-------- Text extract

Strawberry Olive Oil Cake


  • Author: Suruchi Avasthi
  • Total Time: 1 hour

Description

The best summer cake with seasonal strawberries and olive oil.


Ingredients

Units Scale

For the Cake:

  • 150 grams granulated sugar
  • zest of 1 large lemon
  • 1/4 cup olive oil
  • 2 eggs
  • 1 egg yolk
  • 140 grams Greek yogurt
  • 180 grams all-purpose flour
  • 60 grams polenta/cornmeal
  • 1 teaspoon baking powder
  • 1/2 teaspoon salt
  • 56 strawberries, thinly sliced

For the crumble:

  • 4 tablespoons butter at room temperature
  • 60 grams all-purpose flour
  • 75 grams granulated sugar
  • pinch of salt

Instructions

  1. Make the crumble. Add all of the ingredients into a bowl and bring together until combined and dough comes together like a sugar cookie dough. Set aside.
  2. Preheat oven to 350 F.
  3. In a large mixing bowl, add the sugar and lemon zest. Rub the zest into the sugar until it feels like sand. Add the olive oil and whisk together.

----------------
-------- Extracted information

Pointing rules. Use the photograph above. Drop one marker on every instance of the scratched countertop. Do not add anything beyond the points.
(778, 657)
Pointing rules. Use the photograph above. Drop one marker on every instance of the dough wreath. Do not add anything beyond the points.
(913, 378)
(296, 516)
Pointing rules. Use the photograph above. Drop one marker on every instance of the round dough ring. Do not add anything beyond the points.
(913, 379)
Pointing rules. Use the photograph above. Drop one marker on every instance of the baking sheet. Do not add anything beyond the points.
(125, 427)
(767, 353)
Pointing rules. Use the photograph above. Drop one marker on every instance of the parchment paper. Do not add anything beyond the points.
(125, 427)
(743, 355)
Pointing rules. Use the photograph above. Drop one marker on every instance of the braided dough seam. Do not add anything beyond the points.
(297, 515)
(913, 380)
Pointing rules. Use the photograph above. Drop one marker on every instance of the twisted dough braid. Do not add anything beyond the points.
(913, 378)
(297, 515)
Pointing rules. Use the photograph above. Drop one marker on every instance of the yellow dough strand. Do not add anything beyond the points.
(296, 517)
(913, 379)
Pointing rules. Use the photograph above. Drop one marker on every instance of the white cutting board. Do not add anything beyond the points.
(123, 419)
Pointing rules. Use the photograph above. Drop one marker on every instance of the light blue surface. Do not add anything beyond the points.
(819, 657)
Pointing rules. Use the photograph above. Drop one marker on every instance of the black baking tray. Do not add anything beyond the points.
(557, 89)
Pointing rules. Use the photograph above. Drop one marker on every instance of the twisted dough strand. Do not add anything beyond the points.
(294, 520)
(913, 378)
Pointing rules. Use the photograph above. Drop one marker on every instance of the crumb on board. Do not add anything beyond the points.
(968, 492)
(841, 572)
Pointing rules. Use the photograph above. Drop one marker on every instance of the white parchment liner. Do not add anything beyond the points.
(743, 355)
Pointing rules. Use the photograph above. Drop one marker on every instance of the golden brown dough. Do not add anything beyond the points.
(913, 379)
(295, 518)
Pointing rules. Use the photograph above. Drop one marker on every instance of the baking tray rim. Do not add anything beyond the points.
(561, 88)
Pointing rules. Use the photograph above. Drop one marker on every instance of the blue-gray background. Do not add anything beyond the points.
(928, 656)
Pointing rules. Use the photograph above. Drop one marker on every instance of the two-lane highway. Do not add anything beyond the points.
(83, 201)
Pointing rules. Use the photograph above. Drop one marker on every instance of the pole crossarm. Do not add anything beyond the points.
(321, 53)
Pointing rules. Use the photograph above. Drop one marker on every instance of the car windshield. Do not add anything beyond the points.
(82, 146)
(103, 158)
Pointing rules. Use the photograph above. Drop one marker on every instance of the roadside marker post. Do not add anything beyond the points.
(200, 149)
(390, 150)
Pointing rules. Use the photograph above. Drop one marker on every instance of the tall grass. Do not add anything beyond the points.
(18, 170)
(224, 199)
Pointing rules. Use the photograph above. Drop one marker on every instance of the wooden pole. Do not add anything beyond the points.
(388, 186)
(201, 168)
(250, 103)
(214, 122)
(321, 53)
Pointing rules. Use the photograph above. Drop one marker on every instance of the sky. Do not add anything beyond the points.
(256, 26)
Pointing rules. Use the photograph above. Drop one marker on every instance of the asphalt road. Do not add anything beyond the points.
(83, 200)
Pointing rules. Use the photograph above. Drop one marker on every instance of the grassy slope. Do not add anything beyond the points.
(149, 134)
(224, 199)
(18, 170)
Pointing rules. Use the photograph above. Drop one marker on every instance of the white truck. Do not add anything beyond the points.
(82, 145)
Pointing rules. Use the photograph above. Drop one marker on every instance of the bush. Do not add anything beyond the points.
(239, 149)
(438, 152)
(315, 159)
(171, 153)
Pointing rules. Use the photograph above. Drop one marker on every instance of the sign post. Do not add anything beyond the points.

----------------
-------- Extracted information

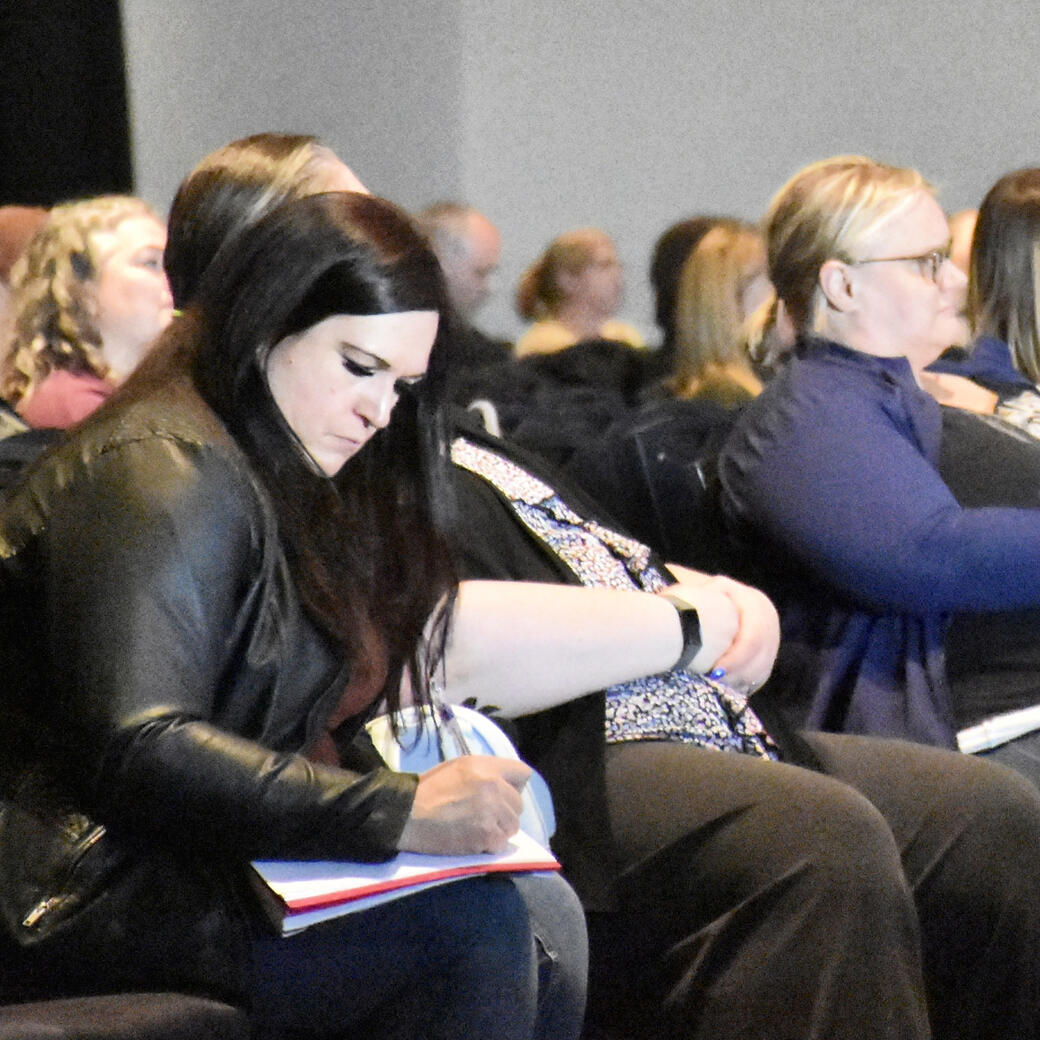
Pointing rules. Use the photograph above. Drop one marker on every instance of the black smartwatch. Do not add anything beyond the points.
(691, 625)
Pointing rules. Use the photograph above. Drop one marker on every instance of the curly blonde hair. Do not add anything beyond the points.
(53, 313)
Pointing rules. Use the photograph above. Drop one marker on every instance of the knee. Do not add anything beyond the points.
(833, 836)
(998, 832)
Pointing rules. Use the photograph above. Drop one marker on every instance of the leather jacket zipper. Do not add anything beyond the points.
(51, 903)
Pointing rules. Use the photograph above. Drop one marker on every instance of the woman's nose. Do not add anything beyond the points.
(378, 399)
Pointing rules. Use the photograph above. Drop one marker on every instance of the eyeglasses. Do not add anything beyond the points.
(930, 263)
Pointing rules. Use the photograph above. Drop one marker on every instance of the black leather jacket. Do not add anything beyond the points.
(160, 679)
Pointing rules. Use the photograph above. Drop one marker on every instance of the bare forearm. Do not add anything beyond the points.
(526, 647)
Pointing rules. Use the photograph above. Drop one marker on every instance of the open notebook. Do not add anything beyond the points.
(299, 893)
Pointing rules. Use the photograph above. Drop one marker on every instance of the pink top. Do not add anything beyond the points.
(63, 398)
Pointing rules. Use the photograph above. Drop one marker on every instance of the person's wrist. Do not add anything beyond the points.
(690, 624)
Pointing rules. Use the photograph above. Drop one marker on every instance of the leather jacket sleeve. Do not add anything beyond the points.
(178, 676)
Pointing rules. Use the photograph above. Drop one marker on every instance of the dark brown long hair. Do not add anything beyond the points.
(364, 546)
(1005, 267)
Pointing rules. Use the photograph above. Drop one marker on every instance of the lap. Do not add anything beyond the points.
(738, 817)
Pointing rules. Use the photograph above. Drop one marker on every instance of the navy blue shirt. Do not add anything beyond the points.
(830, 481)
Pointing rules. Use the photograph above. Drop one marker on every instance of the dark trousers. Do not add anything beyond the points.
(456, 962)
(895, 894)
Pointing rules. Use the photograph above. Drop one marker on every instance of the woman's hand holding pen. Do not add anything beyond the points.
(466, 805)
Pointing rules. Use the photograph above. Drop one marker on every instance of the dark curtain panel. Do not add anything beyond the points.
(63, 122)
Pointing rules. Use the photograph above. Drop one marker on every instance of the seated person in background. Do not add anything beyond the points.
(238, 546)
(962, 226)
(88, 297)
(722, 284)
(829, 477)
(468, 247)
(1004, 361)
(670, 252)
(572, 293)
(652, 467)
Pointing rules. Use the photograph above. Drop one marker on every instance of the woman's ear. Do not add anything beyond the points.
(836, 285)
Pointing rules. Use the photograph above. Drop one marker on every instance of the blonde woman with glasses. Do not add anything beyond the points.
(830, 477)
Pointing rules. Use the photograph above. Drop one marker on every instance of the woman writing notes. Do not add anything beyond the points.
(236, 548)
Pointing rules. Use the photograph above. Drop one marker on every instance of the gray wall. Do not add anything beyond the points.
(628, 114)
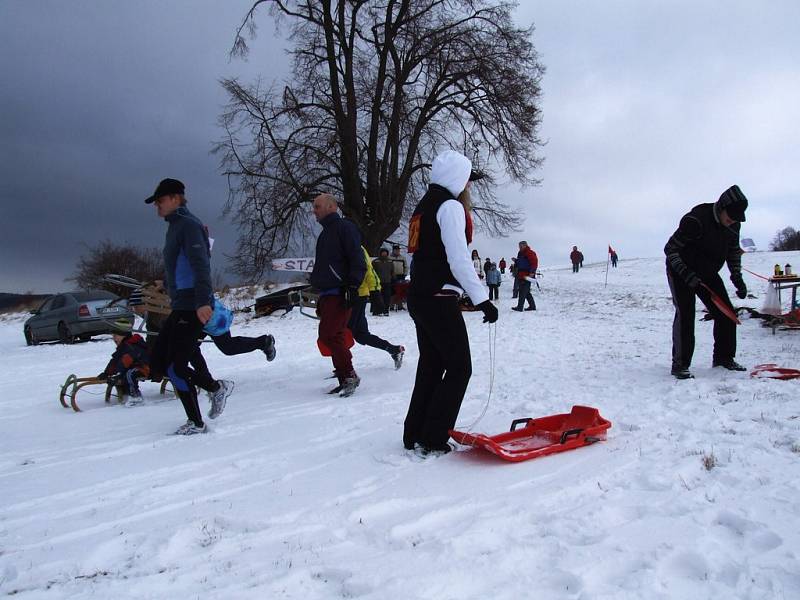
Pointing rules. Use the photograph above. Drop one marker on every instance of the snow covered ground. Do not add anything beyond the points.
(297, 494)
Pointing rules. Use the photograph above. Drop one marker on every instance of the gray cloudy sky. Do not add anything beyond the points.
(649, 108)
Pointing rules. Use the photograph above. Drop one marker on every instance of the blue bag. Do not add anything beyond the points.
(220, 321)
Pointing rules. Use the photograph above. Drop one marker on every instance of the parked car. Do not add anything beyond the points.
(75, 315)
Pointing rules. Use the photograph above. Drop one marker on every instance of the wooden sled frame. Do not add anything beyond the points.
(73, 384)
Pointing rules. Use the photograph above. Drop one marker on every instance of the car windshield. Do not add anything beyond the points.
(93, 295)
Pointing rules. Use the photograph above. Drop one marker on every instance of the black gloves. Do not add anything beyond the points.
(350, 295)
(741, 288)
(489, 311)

----------------

## Given request
In the strawberry olive oil cake recipe, what temperature is the oven preheated to?

## Worked solution
350 F